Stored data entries
=== Begin Enclosure ===
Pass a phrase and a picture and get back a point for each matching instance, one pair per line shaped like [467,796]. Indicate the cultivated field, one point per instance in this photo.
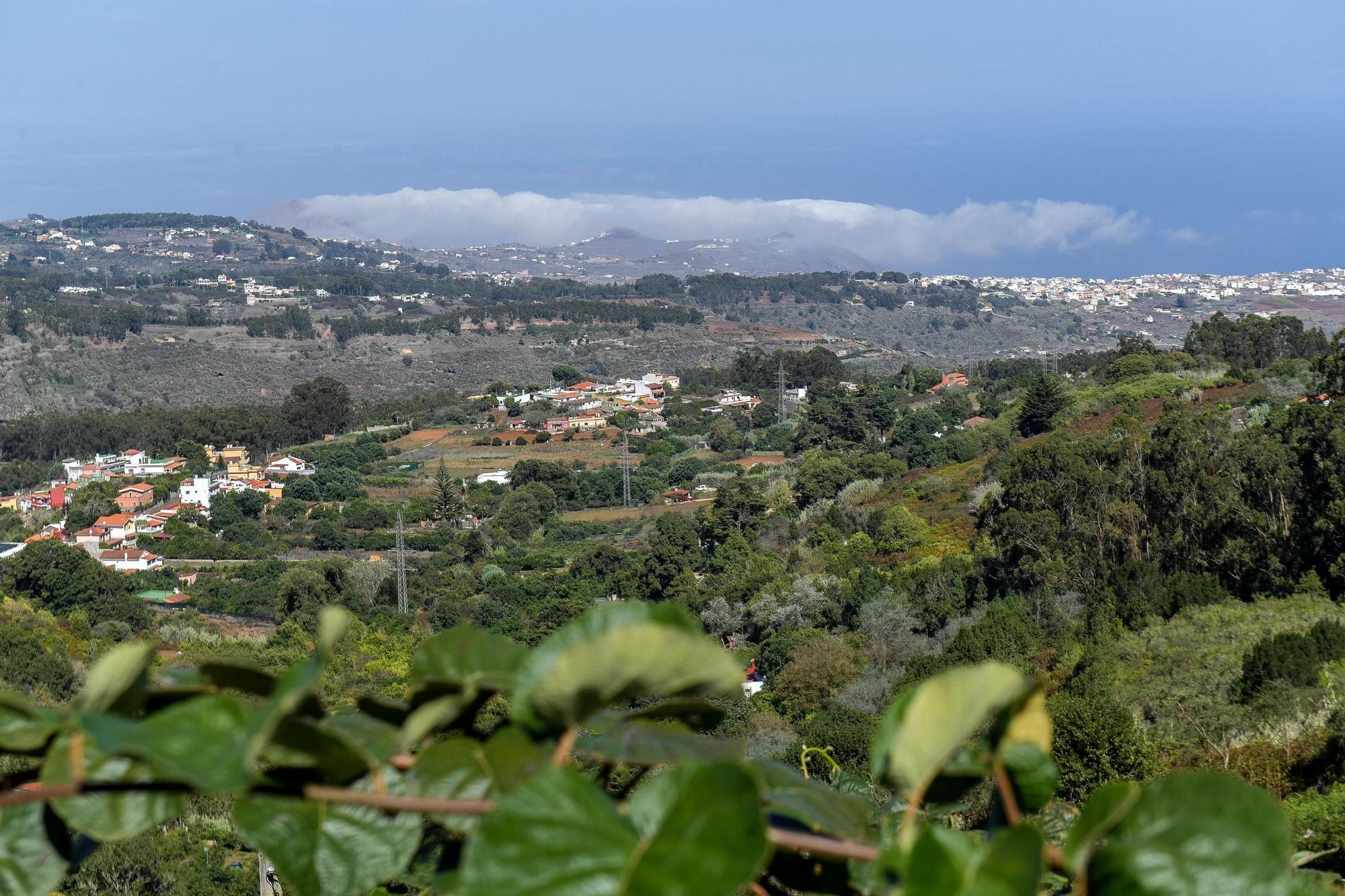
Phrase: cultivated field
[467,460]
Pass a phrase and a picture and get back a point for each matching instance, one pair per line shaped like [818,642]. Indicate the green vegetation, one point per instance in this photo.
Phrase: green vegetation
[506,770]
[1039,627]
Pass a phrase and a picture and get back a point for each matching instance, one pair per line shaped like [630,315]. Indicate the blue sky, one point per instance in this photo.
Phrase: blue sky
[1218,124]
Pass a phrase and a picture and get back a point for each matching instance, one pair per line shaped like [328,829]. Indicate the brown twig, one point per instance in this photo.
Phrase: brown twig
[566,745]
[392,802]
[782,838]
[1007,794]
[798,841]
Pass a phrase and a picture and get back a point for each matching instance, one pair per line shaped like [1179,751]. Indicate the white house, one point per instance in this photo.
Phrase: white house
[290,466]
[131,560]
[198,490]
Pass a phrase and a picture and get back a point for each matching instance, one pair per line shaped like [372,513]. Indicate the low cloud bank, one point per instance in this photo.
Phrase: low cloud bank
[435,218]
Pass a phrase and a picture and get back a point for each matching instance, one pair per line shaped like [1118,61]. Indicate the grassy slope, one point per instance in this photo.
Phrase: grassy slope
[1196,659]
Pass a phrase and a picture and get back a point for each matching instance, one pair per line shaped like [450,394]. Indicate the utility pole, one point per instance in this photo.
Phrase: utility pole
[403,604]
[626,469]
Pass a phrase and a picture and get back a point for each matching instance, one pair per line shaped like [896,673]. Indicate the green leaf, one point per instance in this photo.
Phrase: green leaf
=== End Enclosure ===
TASK OBJECTIVE >> Copy whichever lines above contain the string "leaf".

SOLUTION BELOW >>
Pass a phrase and a picture and get back a point for each matching instance, one pair per line shaped like [896,673]. Indicate the green leaf, one point per instance in this photo.
Phrase: green leaf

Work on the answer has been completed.